Excerpts of pointing data
--------------------

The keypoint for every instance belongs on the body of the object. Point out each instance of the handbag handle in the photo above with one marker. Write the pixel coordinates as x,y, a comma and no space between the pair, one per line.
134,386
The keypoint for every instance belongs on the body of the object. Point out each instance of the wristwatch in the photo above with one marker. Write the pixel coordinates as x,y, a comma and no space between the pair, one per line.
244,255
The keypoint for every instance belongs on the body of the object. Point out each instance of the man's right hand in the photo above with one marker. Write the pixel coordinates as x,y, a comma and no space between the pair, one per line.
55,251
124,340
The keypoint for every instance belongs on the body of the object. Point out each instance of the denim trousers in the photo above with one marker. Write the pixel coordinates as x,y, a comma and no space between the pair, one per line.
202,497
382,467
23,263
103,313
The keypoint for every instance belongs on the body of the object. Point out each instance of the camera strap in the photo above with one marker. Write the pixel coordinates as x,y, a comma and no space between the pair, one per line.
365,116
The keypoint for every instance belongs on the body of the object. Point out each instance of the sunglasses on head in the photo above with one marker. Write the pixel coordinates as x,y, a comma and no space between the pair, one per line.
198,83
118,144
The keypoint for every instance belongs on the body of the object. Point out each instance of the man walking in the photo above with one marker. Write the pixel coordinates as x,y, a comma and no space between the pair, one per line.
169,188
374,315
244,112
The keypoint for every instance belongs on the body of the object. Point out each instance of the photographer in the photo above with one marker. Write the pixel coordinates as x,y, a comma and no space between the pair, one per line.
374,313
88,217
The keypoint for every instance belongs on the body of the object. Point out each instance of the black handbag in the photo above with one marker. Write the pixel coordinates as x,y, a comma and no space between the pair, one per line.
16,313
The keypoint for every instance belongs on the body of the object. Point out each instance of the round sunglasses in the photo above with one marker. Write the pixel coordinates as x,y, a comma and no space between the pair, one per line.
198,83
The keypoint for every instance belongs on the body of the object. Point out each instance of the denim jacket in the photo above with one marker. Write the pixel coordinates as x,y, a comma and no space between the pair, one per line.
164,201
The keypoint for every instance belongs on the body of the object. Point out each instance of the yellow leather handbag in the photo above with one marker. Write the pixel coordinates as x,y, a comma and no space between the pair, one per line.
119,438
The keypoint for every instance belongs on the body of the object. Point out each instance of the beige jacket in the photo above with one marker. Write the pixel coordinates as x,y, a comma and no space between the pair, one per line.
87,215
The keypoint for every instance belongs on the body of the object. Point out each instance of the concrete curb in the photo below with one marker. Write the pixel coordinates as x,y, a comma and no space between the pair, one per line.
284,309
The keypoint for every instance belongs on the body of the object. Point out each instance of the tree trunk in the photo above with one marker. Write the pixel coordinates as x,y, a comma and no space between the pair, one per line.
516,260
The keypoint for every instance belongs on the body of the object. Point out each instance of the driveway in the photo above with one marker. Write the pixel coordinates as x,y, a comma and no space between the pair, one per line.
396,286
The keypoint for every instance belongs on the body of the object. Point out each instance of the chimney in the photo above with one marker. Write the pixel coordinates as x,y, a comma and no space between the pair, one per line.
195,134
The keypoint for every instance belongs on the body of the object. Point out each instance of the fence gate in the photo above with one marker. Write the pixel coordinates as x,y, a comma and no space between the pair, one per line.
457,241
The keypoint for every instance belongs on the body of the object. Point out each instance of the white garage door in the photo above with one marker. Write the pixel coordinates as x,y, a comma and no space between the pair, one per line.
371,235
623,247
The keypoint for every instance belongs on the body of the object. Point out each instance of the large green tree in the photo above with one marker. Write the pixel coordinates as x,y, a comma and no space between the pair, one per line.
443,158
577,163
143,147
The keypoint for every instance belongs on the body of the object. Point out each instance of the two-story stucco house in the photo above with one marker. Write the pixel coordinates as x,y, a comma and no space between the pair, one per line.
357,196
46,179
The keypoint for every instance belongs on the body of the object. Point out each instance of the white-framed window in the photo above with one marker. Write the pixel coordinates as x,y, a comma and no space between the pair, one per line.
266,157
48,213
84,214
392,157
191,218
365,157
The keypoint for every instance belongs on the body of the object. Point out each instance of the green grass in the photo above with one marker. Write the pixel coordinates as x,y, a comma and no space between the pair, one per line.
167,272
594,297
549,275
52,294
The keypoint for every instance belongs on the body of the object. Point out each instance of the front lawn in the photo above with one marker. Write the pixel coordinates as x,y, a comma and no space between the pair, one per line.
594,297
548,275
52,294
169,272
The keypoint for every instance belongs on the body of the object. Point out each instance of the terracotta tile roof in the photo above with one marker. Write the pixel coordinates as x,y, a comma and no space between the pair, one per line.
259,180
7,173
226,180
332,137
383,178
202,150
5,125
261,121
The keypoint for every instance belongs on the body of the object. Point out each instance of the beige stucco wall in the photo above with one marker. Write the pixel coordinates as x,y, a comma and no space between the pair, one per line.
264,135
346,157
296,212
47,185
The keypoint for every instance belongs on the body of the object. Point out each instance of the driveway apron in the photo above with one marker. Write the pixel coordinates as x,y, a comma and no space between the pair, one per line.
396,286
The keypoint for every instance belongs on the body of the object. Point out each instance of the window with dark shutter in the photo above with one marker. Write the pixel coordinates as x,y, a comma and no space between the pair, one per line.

--------------------

What you are asked to do: Using the data above, output each line exactly.

Result below:
The keypoint for every instance belongs on the body of the object. Point out each instance of the handbag handle in the photo above with one marker. Write the pixel coordinates as x,y, a comma and no space between the pair, one per line.
134,386
The keypoint for every instance belongs on the body of the object. Point out each instance of the wristwatch in the photo above with one marker. Write the pixel coordinates as x,y, a comma and no space between the pair, one per line.
244,255
The keypoint for every instance belongs on the body of the object. Point out each instance of the man's right hand in the photo above with one marker. Write the pixel coordinates as x,y, a comma and no space between the pair, one per line.
55,251
124,340
The keypoint for every instance belongs on the body of the object. Point out each instance of the denim trousers in the photo above with one marker. Write the pixel coordinates as x,y, a comma and no space between the pair, one per line.
202,497
382,467
23,263
103,313
The keypoint for every instance belongs on the body of the object. Point out each instance of the camera strap in the photo above with one marker. Write the pixel coordinates as x,y, a comma and no space between the pair, one per line.
365,116
The keypoint for every instance belongs on the body of the object. Point out each instance of the sunglasses on head in the photo above with one marker. Write the pixel coordinates as x,y, a comma and no space between the pair, one per line.
198,83
118,144
The keypoint for every instance belongs on the body of the object. Point out each instance of the man walking in the photo above with one marker. Write the pixel coordinates as x,y, a comma and no space between the pair, one per line.
169,188
374,315
244,112
The keypoint for every instance belongs on the body of the object. Point out each instance of the photographer in the photo above with one marker. Write the pixel coordinates as x,y, a comma and no space between the pair, one per line.
374,313
88,217
The keypoint for every instance belongs on the body of the object. Point out each instance of the black handbag in the photo above with one marker. Write the pixel coordinates as x,y, a comma and no space between the pair, one per line.
16,313
The keypoint for every instance belongs on the body of the object. Point out each instance of the round sunglasses in the photo above with one marker. Write the pixel coordinates as x,y, a comma and no space between the pair, one per line.
198,83
The keypoint for every instance belongs on the body of the object. Point out each instance of the denim jacket in the photo above with one marker. Write the pixel coordinates as x,y, a comma and no space between the pair, one per line.
164,201
The keypoint for every instance belongs on the body of the object. Point out each instance of the yellow leather handbag in the photo above with one marker. Write the pixel coordinates as x,y, a comma and no space between the pair, one per line.
119,438
The keypoint for every instance belongs on the body of the object. Point out each instance of the beige jacket in the photo above with one marker. Write the pixel coordinates as x,y, a comma and no space between the pair, one per line.
87,215
The keypoint for every instance belongs on the body of the object. Point out each instance of the concrete curb in the photo below with one marker. Write the pixel coordinates as x,y, a comma and no space between the pair, one per line.
284,309
The keypoint for every instance belongs on the body of the object. Point out each instance of the tree trunk in the photo above with one marker. Write the pixel coordinates as x,y, a comma and no space between the pair, one per line.
516,260
The keypoint for every instance belongs on the body of the object. Point out each instance of the driveway in the photo above with one marker. Write the pixel coordinates as x,y, a comma and no space between the pair, one per line.
396,286
The keypoint for every instance belongs on the body of the object. Point out each instance of the chimney in the photo above with one marker. Write the pixel coordinates as x,y, a comma and no space between the pair, one per line.
195,134
The keypoint for every instance belongs on the body of the object. Point out each instance of the fence gate in the photo above with one marker. Write the pixel coordinates as x,y, a comma and no space between the pair, one per line.
457,241
The keypoint for every instance belongs on the body of the object. Point out each instance of the white garage door in the photo above with one marker. Write the pixel coordinates as x,y, a comma and no space between the pair, one per line.
371,235
623,247
The keypoint for every instance belongs on the body of the object. Point out each instance of the large green tree in the photo above with one marker. Write the pixel coordinates as x,y, a comma and no space between the pair, one per line.
443,158
577,163
143,147
The keypoint for every instance belongs on the body of the object. Point out each instance of the two-story stucco house in the photo above with one marker. Write the pixel coordinates as x,y, a comma and no space between the pair, one per line.
357,196
46,179
The keypoint for every instance belongs on the body of the object. Point out each instance of the white-framed window in the photo above with one marker. Write the pixel coordinates as x,y, a comma and no space between the pair, one per line.
266,157
48,213
84,214
392,157
191,218
365,157
The keypoint for every instance belongs on the body of the object. Point out each instance of the green grass in the photo above with one marker. Write the pixel coordinates as x,y, a comma and no space between the pair, one per line.
167,272
594,297
549,275
52,294
The keypoint for every instance belongs on the body of the object. Point out each instance of the front lawn in the photo above with one marker. Write the pixel coordinates as x,y, a comma and no space between the pair, one per line.
594,297
548,275
52,294
169,272
The keypoint for every instance belongs on the body of the object. Point out each instance of the terracotta tile roof in the photo above with one marker. Write the pixel coordinates as x,y, a comma and no space between the pair, one per line.
259,180
7,173
226,180
332,137
383,178
202,150
5,125
261,121
The keypoint for every instance belongs on the body of the object. Point out each instance of the beige stucco wall in the photo above with one marker. Write the pixel coordinates as x,y, a comma and no space between the pair, one per line.
264,135
346,157
296,212
47,185
The keypoint for every instance belongs on the body of the object. Point out each instance of the driveway apron in the photo above with one marker. Write the pixel coordinates as x,y, a comma and no space between the pair, one per line.
396,286
The keypoint for every instance belongs on the body of the object. Point out each instance of the window with dark shutter in the photo above with one marker. Write the pixel coordinates as x,y, a comma and no space between the pair, one per line.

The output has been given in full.